__Document excerpt__:
----------------

In the current study, Dr. Christina Clarke of the Cancer Prevention Institute of California and her colleagues analyzed data from a registry of more than 3,800 melanoma cases in white California girls and women aged 15 to 39. They paired the cancer statistics with information from the U.S. census to determine the socioeconomic status of each of the women, based on household incomes and education levels in their neighborhoods.

Rates of melanoma were significantly higher in women in the highest socioeconomic categories according to the findings, which are published in the Archives of Dermatology.

In the wealthiest 20 percent of California neighborhoods, four or five out of 100,000 young white women were diagnosed with melanoma over the 5-year period from 1998 to 2002. For the poorest group, the rate was less than one in 100,000 over the same period.

Compared to data from a decade earlier (1988 to1992), rates of melanoma increased in white girls and young women as a whole - but the increases were most obvious in wealthier women.

----------------

__Records__:
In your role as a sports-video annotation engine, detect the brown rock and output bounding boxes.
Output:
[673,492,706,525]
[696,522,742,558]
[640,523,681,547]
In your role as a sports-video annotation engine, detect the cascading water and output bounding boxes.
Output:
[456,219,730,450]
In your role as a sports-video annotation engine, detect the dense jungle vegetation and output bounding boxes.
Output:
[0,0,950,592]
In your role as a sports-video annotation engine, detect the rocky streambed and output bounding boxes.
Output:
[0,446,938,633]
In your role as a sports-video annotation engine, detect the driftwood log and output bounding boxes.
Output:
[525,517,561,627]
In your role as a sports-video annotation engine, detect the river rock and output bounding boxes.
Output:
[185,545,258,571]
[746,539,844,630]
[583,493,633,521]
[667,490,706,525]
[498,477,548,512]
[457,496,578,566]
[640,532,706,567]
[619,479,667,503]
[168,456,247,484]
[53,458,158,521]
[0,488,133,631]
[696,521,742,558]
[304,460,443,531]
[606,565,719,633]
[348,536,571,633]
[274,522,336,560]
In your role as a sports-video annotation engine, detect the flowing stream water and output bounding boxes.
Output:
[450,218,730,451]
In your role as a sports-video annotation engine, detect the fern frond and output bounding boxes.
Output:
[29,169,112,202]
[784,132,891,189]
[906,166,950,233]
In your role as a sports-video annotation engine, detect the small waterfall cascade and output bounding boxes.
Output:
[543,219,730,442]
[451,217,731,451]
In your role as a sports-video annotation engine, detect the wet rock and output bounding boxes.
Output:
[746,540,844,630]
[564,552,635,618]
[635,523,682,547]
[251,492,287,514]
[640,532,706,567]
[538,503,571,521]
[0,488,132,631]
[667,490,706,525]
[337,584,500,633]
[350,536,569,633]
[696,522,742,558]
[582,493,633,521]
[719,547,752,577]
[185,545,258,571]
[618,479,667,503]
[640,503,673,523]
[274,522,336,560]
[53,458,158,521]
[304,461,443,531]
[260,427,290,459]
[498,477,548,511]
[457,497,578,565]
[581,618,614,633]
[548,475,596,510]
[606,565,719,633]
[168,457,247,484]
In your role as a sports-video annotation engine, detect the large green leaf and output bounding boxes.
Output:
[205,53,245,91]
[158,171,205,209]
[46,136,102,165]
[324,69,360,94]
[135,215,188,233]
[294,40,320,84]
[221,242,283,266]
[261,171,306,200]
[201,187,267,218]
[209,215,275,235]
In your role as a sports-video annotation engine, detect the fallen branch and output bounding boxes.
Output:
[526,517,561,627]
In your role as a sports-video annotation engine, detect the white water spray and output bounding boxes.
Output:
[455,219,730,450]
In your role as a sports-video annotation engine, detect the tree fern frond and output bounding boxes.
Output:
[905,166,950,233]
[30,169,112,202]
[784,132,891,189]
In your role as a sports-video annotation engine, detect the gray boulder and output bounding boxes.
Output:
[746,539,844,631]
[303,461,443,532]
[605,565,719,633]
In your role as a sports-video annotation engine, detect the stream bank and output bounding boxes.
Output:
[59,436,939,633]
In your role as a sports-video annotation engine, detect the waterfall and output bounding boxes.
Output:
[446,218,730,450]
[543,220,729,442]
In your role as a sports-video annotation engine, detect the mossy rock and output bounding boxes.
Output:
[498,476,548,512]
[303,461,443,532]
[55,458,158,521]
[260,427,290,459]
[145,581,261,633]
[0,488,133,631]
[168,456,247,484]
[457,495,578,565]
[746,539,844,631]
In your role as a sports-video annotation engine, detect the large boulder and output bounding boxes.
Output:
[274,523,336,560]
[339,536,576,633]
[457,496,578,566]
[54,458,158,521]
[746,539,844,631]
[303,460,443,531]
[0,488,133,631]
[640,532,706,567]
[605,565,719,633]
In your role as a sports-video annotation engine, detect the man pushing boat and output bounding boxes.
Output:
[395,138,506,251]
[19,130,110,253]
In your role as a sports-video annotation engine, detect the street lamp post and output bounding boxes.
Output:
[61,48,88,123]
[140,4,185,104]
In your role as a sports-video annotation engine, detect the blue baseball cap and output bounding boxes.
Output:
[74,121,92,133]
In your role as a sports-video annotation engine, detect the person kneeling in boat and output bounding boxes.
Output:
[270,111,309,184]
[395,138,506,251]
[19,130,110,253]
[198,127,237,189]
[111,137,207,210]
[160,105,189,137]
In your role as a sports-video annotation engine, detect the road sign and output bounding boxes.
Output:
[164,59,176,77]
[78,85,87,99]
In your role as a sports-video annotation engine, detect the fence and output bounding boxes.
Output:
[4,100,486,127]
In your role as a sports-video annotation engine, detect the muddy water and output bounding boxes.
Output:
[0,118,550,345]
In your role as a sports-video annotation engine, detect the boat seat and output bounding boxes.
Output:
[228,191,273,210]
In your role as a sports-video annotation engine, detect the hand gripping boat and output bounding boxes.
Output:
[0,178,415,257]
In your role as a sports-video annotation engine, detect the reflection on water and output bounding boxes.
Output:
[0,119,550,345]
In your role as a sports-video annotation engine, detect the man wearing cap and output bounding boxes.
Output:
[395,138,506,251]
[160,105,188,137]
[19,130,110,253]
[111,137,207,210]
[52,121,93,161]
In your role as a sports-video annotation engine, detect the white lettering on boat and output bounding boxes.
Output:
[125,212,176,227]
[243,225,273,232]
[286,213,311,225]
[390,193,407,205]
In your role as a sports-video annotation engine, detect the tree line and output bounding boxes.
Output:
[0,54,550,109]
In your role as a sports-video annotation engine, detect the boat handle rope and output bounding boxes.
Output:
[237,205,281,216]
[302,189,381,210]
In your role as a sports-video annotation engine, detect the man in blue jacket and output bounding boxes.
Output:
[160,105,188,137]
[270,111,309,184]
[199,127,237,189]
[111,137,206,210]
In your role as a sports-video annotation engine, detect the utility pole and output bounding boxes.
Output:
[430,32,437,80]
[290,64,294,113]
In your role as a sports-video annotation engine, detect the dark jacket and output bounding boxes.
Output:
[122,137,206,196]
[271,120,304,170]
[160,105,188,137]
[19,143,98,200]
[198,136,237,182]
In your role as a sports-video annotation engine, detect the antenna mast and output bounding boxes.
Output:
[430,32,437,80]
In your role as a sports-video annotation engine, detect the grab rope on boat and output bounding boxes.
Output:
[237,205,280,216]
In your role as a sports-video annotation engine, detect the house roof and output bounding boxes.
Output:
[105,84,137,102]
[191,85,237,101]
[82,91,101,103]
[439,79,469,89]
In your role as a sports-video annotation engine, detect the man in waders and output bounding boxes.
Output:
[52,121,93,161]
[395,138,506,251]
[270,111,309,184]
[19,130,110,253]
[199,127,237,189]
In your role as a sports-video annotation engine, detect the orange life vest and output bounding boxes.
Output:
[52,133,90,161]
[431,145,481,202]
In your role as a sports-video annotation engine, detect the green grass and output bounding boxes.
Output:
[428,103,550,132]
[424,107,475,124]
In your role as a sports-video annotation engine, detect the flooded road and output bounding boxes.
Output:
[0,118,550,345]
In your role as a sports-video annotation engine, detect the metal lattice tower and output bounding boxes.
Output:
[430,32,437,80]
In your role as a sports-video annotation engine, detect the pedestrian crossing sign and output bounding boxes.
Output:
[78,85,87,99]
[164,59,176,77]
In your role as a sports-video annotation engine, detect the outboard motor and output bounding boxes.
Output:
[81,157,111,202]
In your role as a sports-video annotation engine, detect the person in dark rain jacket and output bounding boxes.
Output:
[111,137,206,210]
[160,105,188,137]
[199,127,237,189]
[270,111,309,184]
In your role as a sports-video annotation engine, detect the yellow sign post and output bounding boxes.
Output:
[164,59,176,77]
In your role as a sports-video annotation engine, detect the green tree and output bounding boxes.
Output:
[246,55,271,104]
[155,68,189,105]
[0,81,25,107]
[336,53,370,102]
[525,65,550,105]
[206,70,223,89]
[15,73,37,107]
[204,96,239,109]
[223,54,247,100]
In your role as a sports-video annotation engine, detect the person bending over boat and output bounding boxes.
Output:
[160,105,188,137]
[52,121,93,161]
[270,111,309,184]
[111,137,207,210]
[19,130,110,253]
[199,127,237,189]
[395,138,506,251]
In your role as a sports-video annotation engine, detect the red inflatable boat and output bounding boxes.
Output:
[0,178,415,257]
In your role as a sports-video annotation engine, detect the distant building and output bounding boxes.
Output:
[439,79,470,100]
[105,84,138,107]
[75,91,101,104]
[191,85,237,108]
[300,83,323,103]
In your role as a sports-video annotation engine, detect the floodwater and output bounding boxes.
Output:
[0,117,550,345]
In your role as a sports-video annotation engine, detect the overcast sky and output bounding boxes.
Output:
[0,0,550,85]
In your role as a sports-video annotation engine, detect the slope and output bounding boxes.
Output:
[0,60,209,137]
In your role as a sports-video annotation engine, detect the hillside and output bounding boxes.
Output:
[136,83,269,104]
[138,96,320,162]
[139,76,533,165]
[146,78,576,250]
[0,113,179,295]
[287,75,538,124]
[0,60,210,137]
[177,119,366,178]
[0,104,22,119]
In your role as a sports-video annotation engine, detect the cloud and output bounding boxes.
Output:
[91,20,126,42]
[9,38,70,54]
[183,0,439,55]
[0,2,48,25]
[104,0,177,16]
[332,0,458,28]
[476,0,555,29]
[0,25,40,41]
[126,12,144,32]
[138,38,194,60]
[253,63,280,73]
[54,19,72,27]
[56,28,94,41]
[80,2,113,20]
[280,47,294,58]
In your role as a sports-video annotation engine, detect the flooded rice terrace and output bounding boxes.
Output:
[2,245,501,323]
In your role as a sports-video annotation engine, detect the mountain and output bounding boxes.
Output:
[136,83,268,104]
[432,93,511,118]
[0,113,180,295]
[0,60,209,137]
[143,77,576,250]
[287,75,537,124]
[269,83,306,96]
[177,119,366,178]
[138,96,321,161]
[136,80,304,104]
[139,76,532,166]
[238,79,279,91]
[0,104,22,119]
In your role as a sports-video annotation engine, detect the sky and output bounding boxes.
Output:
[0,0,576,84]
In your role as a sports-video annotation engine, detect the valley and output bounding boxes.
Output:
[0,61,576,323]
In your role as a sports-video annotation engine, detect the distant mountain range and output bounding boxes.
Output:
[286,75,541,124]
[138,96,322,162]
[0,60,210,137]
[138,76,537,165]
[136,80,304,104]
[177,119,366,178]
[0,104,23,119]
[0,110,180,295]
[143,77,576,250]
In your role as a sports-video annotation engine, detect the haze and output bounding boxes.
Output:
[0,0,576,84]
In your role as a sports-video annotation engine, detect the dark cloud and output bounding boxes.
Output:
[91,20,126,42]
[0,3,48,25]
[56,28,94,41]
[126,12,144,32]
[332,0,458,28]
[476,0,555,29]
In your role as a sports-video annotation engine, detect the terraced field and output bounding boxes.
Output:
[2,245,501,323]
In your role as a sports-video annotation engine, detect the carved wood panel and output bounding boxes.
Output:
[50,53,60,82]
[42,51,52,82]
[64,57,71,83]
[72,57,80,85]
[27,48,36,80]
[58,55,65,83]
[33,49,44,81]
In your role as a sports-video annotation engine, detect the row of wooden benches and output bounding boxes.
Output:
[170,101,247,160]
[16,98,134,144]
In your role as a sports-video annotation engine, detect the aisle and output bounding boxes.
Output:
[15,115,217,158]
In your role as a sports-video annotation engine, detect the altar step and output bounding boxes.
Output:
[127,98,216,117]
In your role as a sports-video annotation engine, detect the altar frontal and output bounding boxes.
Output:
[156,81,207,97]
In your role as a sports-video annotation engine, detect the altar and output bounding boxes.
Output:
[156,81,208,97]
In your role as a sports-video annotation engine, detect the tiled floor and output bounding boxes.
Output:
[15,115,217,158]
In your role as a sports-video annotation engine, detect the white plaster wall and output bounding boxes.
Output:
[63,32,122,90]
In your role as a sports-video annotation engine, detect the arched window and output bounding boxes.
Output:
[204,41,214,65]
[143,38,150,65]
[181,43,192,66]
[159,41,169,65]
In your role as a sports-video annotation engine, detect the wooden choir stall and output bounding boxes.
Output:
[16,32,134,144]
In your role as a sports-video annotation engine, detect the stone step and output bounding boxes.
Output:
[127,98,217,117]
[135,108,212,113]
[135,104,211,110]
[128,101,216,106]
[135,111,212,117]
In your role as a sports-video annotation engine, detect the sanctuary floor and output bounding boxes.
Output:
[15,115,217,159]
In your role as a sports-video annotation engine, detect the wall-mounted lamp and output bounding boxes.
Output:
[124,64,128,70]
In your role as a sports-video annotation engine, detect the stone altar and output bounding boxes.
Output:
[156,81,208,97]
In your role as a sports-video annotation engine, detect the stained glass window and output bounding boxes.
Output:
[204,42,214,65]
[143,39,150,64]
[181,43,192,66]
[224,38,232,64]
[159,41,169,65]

----------------

__Task item 1__: In the melanoma study excerpt, in which journal were the findings published?
__Task item 2__: Write out the melanoma study excerpt word for word, from "In the wealthiest" up to and including "the same period.".
__Task item 3__: List every year mentioned in the melanoma study excerpt, in the order they appear.
The lines play no part in this work.

__Worked solution 1__: The Archives of Dermatology.

__Worked solution 2__:
In the wealthiest 20 percent of California neighborhoods, four or five out of 100,000 young white women were diagnosed with melanoma over the 5-year period from 1998 to 2002. For the poorest group, the rate was less than one in 100,000 over the same period.

__Worked solution 3__: 1998, 2002, 1988, 1992